* _Exercise instructions_: Extract every line below that contains the word "black", and note that case counts.

--- Start of Items ---

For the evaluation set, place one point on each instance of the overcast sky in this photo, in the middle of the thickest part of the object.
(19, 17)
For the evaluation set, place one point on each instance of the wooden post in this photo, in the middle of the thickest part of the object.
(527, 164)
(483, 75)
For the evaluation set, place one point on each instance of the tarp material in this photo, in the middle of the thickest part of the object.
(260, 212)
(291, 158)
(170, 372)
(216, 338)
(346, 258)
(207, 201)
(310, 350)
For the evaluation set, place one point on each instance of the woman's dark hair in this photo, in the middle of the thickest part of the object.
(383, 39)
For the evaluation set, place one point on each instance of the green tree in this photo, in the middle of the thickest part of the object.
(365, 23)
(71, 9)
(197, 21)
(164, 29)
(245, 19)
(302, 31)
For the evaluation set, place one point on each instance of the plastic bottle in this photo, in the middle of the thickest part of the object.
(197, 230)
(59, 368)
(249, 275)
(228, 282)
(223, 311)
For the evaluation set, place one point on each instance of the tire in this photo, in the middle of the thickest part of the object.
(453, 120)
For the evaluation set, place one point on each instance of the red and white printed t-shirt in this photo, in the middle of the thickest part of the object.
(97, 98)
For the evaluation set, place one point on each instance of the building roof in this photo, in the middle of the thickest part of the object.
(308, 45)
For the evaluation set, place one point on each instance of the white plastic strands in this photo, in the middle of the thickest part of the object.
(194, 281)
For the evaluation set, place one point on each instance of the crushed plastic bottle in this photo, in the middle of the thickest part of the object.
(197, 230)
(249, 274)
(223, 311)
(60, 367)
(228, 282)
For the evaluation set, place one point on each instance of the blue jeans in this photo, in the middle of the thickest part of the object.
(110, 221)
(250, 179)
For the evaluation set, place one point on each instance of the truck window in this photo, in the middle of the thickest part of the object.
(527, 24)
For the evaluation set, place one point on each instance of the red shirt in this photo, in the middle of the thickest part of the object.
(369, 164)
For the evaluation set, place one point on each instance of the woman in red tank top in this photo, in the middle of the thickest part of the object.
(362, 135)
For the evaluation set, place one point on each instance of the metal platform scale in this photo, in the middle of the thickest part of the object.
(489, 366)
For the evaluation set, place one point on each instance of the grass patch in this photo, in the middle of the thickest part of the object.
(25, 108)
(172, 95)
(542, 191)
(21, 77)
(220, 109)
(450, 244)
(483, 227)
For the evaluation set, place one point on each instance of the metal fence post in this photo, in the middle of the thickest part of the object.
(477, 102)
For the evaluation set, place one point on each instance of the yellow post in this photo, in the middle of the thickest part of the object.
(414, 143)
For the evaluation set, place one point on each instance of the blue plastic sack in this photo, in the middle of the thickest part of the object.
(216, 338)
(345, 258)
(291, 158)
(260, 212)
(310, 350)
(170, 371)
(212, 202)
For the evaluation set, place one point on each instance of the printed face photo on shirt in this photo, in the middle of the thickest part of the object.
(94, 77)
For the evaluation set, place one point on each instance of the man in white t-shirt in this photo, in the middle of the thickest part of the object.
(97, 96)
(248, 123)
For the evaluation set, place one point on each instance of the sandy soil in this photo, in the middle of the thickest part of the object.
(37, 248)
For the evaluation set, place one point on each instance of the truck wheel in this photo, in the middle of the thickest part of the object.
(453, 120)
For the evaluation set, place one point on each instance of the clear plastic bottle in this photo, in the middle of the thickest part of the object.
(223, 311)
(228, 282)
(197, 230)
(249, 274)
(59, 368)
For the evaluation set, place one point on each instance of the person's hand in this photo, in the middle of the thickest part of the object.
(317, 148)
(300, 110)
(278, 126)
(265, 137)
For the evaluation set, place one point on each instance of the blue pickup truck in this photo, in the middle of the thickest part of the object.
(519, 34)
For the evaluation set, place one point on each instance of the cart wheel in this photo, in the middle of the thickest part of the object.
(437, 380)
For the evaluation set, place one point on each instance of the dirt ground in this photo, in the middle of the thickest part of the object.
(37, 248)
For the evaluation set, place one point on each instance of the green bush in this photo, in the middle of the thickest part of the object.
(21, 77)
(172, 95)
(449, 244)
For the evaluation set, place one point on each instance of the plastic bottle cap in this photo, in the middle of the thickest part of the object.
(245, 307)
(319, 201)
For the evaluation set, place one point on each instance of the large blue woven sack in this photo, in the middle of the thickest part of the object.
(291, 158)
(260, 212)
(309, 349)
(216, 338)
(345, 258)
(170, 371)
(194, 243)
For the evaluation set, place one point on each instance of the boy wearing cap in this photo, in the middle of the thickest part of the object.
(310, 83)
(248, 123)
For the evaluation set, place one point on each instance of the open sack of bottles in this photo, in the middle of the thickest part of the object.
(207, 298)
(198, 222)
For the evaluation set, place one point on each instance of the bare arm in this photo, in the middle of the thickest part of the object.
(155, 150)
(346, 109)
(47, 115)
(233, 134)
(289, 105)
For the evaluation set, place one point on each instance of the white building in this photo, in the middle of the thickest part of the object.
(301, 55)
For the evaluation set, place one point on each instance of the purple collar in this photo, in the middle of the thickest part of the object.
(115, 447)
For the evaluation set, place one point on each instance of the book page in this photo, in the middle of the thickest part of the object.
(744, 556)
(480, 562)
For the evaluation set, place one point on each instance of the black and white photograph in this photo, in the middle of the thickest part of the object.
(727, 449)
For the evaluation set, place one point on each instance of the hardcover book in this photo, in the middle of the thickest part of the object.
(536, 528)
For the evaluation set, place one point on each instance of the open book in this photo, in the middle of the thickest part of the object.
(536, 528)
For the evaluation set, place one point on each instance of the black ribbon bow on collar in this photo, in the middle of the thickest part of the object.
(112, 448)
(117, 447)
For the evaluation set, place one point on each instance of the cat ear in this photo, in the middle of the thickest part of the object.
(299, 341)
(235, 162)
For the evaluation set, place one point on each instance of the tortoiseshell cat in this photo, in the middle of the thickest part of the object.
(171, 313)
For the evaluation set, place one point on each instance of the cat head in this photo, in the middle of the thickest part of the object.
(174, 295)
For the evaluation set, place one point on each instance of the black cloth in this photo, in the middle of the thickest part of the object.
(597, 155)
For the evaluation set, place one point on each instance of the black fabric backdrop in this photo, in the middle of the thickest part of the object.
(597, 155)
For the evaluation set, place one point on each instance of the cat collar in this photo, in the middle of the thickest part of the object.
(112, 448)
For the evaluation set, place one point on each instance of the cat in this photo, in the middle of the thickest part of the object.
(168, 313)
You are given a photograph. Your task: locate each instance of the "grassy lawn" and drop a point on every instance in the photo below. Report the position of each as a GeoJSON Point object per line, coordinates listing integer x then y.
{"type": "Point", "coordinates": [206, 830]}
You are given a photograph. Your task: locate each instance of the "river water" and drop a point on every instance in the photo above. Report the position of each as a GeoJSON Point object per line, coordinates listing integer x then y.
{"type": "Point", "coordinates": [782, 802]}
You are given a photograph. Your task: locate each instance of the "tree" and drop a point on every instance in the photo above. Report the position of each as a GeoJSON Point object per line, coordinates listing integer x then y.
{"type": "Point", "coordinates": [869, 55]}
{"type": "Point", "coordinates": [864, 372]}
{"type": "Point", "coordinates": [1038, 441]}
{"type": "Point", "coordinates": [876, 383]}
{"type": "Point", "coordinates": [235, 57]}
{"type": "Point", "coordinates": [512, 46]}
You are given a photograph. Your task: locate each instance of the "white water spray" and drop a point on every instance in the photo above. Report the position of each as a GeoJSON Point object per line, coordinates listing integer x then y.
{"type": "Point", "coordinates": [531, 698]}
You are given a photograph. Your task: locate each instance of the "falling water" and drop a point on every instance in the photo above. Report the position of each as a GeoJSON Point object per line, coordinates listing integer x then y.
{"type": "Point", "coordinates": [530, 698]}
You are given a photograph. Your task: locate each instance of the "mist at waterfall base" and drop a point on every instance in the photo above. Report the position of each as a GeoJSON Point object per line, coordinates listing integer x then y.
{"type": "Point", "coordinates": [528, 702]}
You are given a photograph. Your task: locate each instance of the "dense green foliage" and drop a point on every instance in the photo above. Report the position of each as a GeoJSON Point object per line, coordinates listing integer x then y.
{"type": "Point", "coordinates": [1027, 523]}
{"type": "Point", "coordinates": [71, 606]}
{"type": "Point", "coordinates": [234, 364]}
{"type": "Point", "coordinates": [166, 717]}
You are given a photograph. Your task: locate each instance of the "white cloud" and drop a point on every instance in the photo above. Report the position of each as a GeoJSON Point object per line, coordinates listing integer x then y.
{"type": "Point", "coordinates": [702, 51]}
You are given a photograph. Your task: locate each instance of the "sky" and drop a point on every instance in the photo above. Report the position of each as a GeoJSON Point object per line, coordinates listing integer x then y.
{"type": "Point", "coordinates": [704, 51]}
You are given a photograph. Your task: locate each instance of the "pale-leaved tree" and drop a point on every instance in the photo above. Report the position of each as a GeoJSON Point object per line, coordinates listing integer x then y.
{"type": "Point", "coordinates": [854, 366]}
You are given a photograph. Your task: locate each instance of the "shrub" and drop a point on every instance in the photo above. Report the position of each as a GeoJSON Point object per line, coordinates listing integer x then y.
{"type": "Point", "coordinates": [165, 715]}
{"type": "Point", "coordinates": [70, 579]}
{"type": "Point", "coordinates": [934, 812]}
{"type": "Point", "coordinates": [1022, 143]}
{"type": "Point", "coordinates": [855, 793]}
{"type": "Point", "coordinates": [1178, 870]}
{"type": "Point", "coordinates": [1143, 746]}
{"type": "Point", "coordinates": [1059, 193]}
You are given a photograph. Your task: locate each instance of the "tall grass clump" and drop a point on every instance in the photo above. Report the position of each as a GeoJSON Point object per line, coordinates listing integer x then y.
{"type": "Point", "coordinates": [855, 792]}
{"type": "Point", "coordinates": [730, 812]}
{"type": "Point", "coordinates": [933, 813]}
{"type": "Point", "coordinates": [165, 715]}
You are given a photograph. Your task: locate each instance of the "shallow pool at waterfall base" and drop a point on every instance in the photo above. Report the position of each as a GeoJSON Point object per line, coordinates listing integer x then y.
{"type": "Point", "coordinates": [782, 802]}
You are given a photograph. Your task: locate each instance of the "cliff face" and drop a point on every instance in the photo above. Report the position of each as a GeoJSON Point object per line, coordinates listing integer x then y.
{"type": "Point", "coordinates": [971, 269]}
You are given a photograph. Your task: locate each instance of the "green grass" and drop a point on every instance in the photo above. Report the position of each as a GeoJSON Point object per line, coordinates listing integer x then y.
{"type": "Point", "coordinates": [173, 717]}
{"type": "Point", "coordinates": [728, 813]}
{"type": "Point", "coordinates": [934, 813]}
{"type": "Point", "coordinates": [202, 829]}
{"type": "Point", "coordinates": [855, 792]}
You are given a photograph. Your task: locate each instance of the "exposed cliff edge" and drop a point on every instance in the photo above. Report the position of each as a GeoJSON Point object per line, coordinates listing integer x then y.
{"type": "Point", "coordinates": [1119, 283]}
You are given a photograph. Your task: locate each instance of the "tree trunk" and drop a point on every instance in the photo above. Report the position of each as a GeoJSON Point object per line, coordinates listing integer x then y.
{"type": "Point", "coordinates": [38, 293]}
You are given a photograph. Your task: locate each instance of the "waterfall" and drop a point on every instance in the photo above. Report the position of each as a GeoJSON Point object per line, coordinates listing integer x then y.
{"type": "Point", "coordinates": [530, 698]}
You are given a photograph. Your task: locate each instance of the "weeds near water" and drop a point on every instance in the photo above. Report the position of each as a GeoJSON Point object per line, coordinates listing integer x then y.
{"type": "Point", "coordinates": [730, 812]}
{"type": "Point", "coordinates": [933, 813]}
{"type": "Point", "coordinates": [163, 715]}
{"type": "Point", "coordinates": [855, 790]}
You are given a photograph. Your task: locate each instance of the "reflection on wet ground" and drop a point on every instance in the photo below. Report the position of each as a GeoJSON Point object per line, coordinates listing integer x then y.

--- End of Items ---

* _Expected output_:
For the evaluation set, place one point on each instance of the black and white photograph in this photo, in the middle of the thickest part of the object.
For the evaluation set, place one point on each instance of the black ribbon bow on collar in this photo, in the middle of the thickest part of the object.
For the evaluation set, place one point on each instance of the black cloth in this photo, in the middle of the thickest part of the object.
For the evaluation set, place one point on each instance of the black fabric backdrop in this photo, in the middle of the thickest part of the object.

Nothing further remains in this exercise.